Selection:
++++++++

Using Scroll Api causes Out of Memory errors

I am trying to use scroll for getting over 41 million documents (156 GB) but it fails with out of memory error after getting 410000 documents

Using batch size of 5000 documents and 30s - scroll time (also tried changing batch size)

It'd help if you shared a bit more info please.

What does the scroll request look like?
What is the actual error, from the Elasticsearch log?
What is the output from the _cluster/stats?pretty&human API?

I am using the below query

   client.ConnectionSettings.QueryStringParameters["scroll"] = "30s";
            var searchResults = client.Search<Call>(s => s
                .Size(5000)
                .Index("***")
                .Aggregations( a => a
                    .Terms("xxx",t => t
                        .Field(f => f.xxx)
                        .Include(".*xxx.*")
                        .MinimumDocumentCount(2)
                        )
                    )
            );

and looping in code using the next scroll ID
Getting below error

Elasticsearch.Net.UnexpectedElasticsearchClientException
  HResult=0x80131500
  Message=Exception of type 'System.OutOfMemoryException' was thrown.
  Source=Elasticsearch.Net
  StackTrace:
   at Elasticsearch.Net.Transport`1.Request[TResponse](HttpMethod method, String path, PostData data, IRequestParameters requestParameters)
   at Elasticsearch.Net.ElasticLowLevelClient.DoRequest[TResponse](HttpMethod method, String path, PostData data, IRequestParameters requestParameters)

++++++++

(Records that point to named objects)
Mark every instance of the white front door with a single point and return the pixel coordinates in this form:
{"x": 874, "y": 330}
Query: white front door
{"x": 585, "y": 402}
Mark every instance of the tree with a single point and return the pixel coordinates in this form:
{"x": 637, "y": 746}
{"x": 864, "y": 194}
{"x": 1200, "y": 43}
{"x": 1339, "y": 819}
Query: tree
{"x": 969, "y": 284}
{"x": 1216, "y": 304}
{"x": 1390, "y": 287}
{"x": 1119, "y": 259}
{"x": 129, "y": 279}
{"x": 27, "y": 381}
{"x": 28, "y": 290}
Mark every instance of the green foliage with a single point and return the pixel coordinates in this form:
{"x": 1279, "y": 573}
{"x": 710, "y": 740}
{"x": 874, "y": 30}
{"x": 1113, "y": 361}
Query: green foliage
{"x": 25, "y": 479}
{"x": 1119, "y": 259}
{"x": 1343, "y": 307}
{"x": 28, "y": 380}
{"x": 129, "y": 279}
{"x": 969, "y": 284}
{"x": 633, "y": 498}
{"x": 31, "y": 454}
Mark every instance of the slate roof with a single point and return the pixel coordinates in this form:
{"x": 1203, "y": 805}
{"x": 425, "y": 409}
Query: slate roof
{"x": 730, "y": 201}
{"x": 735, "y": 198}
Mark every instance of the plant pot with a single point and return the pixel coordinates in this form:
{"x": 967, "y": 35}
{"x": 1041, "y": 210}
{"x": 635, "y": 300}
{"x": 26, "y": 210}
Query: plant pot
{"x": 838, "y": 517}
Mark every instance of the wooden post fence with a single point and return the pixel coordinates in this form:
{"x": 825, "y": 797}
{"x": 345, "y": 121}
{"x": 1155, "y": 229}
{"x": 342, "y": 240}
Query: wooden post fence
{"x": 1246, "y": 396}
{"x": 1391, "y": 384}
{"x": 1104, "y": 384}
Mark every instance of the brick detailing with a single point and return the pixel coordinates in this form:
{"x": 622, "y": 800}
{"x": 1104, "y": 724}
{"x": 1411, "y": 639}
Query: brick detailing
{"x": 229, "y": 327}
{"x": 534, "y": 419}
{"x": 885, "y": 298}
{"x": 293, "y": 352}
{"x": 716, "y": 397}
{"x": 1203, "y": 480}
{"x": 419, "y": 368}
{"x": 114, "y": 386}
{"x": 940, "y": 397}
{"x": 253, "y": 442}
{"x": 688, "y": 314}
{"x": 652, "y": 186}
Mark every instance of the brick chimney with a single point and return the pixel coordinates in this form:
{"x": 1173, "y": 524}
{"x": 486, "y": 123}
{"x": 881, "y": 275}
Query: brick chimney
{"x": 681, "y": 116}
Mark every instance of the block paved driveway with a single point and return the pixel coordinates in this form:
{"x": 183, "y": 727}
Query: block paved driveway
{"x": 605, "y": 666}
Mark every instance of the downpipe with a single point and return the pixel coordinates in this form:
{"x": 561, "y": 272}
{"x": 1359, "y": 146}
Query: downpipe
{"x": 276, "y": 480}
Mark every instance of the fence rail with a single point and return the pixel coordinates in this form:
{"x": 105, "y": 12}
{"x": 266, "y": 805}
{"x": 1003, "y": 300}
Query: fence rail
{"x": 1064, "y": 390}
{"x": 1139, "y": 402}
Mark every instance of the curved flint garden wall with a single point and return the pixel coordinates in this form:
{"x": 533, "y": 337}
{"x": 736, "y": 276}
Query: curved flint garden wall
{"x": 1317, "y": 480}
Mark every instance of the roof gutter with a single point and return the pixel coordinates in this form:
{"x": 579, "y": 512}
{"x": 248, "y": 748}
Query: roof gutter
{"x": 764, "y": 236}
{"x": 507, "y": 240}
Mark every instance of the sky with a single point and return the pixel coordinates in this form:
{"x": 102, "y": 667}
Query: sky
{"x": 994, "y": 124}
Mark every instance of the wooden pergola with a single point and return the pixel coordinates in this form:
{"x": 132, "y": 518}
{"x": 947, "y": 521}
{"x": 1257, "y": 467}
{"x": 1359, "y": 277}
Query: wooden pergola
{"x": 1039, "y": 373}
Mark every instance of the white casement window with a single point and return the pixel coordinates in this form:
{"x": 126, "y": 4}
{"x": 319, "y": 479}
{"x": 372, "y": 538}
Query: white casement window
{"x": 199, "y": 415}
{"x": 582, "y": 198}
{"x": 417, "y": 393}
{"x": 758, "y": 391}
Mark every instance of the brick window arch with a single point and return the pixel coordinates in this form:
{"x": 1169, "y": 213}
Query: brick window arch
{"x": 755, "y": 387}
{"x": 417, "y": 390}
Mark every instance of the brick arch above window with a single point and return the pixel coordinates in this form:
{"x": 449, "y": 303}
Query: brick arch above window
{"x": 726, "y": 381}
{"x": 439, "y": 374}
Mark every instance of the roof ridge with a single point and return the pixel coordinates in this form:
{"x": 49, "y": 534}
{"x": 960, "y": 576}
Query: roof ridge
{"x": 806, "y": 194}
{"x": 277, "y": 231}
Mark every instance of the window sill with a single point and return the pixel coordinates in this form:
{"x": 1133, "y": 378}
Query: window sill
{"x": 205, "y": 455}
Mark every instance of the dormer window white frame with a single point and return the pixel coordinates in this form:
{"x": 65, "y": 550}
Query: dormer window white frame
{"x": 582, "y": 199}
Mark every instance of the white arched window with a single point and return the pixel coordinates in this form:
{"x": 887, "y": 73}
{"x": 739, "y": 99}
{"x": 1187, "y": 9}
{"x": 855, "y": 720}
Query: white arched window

++++++++

Copy down the passage of the Scroll API thread from "It'd help if" to "the _cluster/stats?pretty&human API?" word for word.

It'd help if you shared a bit more info please.

What does the scroll request look like?
What is the actual error, from the Elasticsearch log?
What is the output from the _cluster/stats?pretty&human API?